# PROBLEM REQUIREMENTS
Copy the items word for word from their start through the line that contains "positive clicks: (525, 122)", and leave the pictures out of your copy.
[RECORDS FOR PROCESSING]
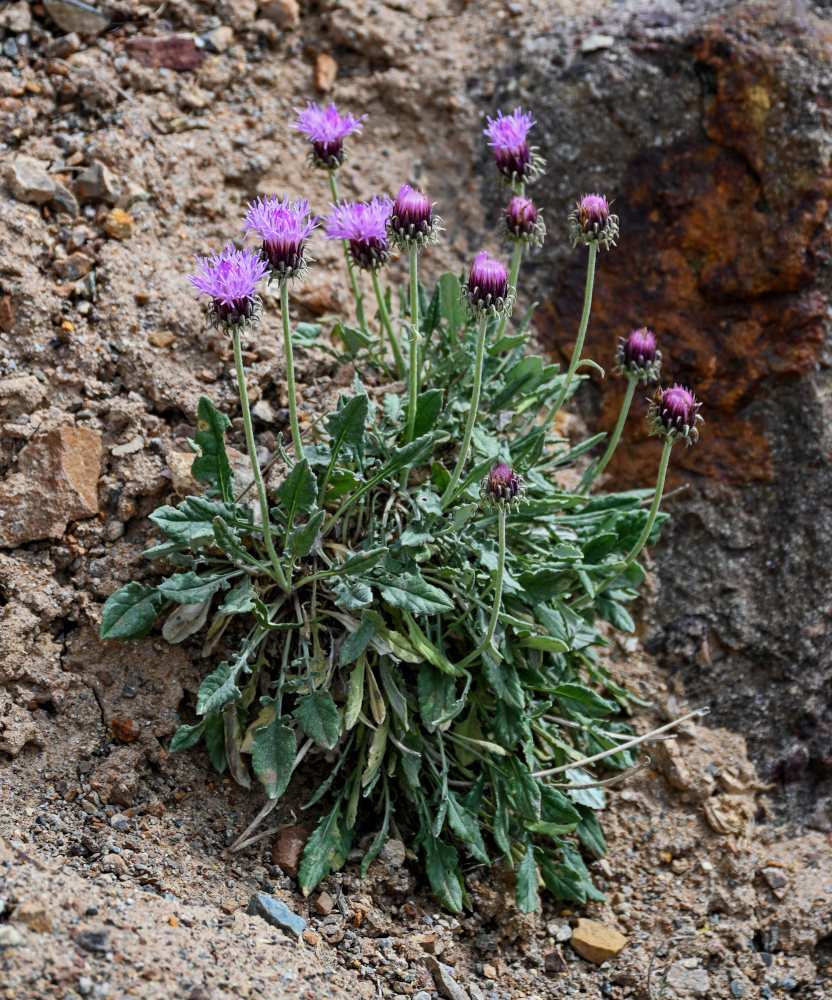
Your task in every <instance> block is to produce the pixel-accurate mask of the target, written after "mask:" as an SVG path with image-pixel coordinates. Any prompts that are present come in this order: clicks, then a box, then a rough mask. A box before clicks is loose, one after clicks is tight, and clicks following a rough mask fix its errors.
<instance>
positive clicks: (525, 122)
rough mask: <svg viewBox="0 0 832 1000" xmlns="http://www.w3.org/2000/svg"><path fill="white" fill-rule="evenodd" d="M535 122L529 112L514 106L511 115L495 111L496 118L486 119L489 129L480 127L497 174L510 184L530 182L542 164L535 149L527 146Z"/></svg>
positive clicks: (536, 151) (543, 162)
mask: <svg viewBox="0 0 832 1000" xmlns="http://www.w3.org/2000/svg"><path fill="white" fill-rule="evenodd" d="M535 124H536V122H535V120H534V119H533V118H532V116H531V115H529V114H526V113H525V112H524V111H523V109H522V108H515V109H514V111H512V113H511V114H510V115H504V114H503V113H502V111H498V112H497V117H496V118H489V119H488V128H486V129H483V133H484V134H485V135H487V136H488V140H489V145H490V146H491V147H492V149H493V150H494V159H495V160H496V161H497V170H498V171H499V172H500V176H501V177H504V178H505V179H506V180H507V181H508V182H509V183H510V184H511V185H512V186H513V185H516V184H524V183H527V182H529V181H533V180H534V179H535V178H536V177H538V176H539V175H540V173H541V171H542V169H543V167H544V165H545V164H544V162H543V160H542V159H541V158H540V156H538V154H537V151H536V150H535V149H534V148H533V147H531V146H529V139H528V137H529V130H530V129H531V127H532V125H535Z"/></svg>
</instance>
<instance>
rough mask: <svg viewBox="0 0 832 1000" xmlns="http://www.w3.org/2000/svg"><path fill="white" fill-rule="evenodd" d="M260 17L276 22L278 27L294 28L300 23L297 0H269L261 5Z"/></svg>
mask: <svg viewBox="0 0 832 1000" xmlns="http://www.w3.org/2000/svg"><path fill="white" fill-rule="evenodd" d="M260 17H264V18H265V19H266V20H267V21H271V22H272V23H273V24H276V25H277V26H278V28H283V29H286V28H296V27H297V26H298V25H299V24H300V7H299V6H298V0H269V2H268V3H264V4H262V5H261V7H260Z"/></svg>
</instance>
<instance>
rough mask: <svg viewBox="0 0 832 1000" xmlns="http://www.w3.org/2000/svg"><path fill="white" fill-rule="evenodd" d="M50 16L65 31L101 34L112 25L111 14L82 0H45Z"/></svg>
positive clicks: (81, 32) (57, 24)
mask: <svg viewBox="0 0 832 1000" xmlns="http://www.w3.org/2000/svg"><path fill="white" fill-rule="evenodd" d="M43 6H44V7H45V8H46V9H47V11H48V12H49V16H50V17H51V18H52V20H53V21H54V22H55V24H57V25H58V27H59V28H61V29H62V30H63V31H77V32H78V34H80V35H100V34H101V32H102V31H104V30H106V29H107V28H108V27H109V26H110V15H109V14H105V13H104V12H103V11H100V10H96V8H95V7H91V6H90V5H89V4H88V3H81V0H43Z"/></svg>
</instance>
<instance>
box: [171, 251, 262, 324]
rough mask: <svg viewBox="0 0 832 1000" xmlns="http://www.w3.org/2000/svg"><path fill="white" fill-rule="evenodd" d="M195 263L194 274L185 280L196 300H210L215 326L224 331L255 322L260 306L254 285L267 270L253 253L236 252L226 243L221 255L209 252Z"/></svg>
mask: <svg viewBox="0 0 832 1000" xmlns="http://www.w3.org/2000/svg"><path fill="white" fill-rule="evenodd" d="M196 260H197V264H198V268H197V271H196V273H195V274H191V275H188V280H189V281H190V283H191V284H192V285H193V286H194V288H196V289H197V297H199V295H208V296H209V297H210V299H211V307H210V309H209V316H210V319H211V322H212V323H213V324H214V325H215V326H222V327H225V328H226V329H227V328H229V327H234V326H241V325H244V324H245V323H249V322H251V321H252V320H253V319H255V318H256V316H257V312H258V309H259V305H260V299H259V297H258V295H257V293H256V288H257V282H258V281H260V279H261V278H262V277H263V276H264V275H265V274H266V271H267V270H268V265H267V264H266V262H265V261H264V260H263V259H262V258H261V257H260V254H259V253H257V251H256V250H248V249H247V250H238V249H237V248H236V247H235V246H234V245H233V244H232V243H226V245H225V248H224V249H223V251H222V253H221V254H219V255H217V254H215V253H214V252H213V251H211V252H210V254H209V255H208V256H207V257H201V258H200V257H197V258H196Z"/></svg>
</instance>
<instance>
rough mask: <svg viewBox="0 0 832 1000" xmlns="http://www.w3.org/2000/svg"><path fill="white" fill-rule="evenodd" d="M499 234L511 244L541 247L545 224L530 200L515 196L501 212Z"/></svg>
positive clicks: (544, 233) (545, 235) (518, 195)
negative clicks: (540, 246) (539, 246)
mask: <svg viewBox="0 0 832 1000" xmlns="http://www.w3.org/2000/svg"><path fill="white" fill-rule="evenodd" d="M500 232H501V234H502V235H503V236H504V237H505V238H506V239H508V240H511V241H512V242H513V243H524V244H525V245H526V246H541V245H542V244H543V239H544V237H545V236H546V224H545V223H544V221H543V219H542V218H541V215H540V212H539V211H538V209H537V206H536V205H535V203H534V202H533V201H532V200H531V198H524V197H523V196H522V195H519V194H516V195H514V197H513V198H512V199H511V201H510V202H509V203H508V205H506V206H504V208H503V210H502V215H501V218H500Z"/></svg>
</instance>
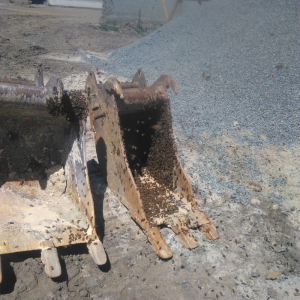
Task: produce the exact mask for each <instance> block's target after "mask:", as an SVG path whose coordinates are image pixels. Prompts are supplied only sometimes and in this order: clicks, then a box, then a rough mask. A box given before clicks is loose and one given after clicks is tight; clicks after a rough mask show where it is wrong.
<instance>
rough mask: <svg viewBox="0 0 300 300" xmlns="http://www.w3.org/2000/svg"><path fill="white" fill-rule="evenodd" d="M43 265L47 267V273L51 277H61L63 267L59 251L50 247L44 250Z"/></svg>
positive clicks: (45, 267)
mask: <svg viewBox="0 0 300 300" xmlns="http://www.w3.org/2000/svg"><path fill="white" fill-rule="evenodd" d="M41 260H42V263H43V264H44V265H45V273H46V274H47V275H48V276H49V277H51V278H55V277H59V276H60V275H61V266H60V262H59V258H58V254H57V249H56V248H52V247H49V248H47V249H43V250H42V255H41Z"/></svg>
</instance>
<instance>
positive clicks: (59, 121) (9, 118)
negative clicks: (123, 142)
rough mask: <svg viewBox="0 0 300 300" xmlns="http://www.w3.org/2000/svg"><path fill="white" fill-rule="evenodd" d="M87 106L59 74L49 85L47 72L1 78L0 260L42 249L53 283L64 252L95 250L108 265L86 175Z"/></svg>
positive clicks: (82, 99) (42, 70)
mask: <svg viewBox="0 0 300 300" xmlns="http://www.w3.org/2000/svg"><path fill="white" fill-rule="evenodd" d="M86 100H87V99H86V96H85V95H84V94H83V93H81V92H79V91H71V92H67V91H64V90H63V84H62V82H61V80H60V79H59V78H58V77H57V76H51V78H50V79H49V81H48V83H47V84H46V86H44V83H43V70H42V69H41V68H40V69H39V70H38V73H37V75H36V84H35V83H34V82H31V81H30V82H29V81H26V80H23V79H22V80H20V79H12V78H7V77H4V78H0V257H1V255H2V254H6V253H14V252H21V251H30V250H42V256H43V259H44V261H45V271H46V273H47V274H48V275H49V276H51V277H57V276H59V273H60V272H61V271H60V266H59V260H58V257H57V251H56V249H55V248H57V247H60V246H68V245H72V244H79V243H87V244H91V245H92V247H91V250H90V252H91V254H92V256H93V258H94V260H95V262H96V263H97V264H104V263H105V261H106V255H105V252H104V250H103V247H102V244H101V242H100V241H99V237H98V235H97V232H96V229H95V228H96V225H95V212H94V202H93V197H92V193H91V188H90V183H89V177H88V172H87V162H86V150H85V149H86V145H85V132H86V127H85V125H86V124H85V117H86V116H87V103H86ZM52 267H53V269H52Z"/></svg>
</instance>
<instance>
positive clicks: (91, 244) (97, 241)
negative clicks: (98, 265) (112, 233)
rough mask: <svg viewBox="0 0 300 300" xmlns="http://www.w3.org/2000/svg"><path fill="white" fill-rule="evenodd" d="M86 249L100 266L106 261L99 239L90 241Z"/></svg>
mask: <svg viewBox="0 0 300 300" xmlns="http://www.w3.org/2000/svg"><path fill="white" fill-rule="evenodd" d="M88 249H89V253H90V255H91V257H92V258H93V260H94V262H95V264H96V265H99V266H102V265H104V264H105V263H106V260H107V259H106V253H105V251H104V248H103V245H102V243H101V242H100V240H97V241H93V242H91V244H90V245H88Z"/></svg>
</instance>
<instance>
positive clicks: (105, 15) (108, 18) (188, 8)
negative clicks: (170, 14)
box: [102, 0, 206, 23]
mask: <svg viewBox="0 0 300 300" xmlns="http://www.w3.org/2000/svg"><path fill="white" fill-rule="evenodd" d="M205 1H206V0H205ZM103 2H104V4H103V9H104V11H103V16H102V17H104V19H105V20H106V21H116V22H117V23H122V22H128V21H136V20H138V16H139V10H141V19H142V20H143V21H154V22H163V23H165V22H166V19H165V15H164V11H163V7H162V3H161V0H112V1H111V0H103ZM175 3H176V0H165V4H166V8H167V12H168V15H170V14H171V12H172V9H173V7H174V5H175ZM198 7H199V3H198V1H182V2H181V3H179V5H178V6H177V9H176V12H175V14H174V16H173V18H176V16H179V15H181V14H183V13H185V12H187V11H190V10H193V9H195V8H198Z"/></svg>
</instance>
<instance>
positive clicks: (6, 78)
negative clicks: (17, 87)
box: [0, 77, 36, 86]
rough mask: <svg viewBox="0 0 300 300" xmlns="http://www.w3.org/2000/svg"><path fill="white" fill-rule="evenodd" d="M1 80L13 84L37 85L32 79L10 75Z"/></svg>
mask: <svg viewBox="0 0 300 300" xmlns="http://www.w3.org/2000/svg"><path fill="white" fill-rule="evenodd" d="M0 82H5V83H12V84H25V85H33V86H35V85H36V83H35V82H34V81H31V80H26V79H15V78H10V77H1V78H0Z"/></svg>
[/RECORDS FOR PROCESSING]
# SOLUTION TO THIS EXERCISE
Your task in every <instance> block is to produce the pixel-accurate mask of the target, written after "mask:" as an SVG path with image-pixel coordinates. Any prompts that are present come in this order: clicks, then a box, then a rough mask. A box before clicks is loose, one after clicks is tight, and clicks following a rough mask fix its errors.
<instance>
positive clicks: (525, 122)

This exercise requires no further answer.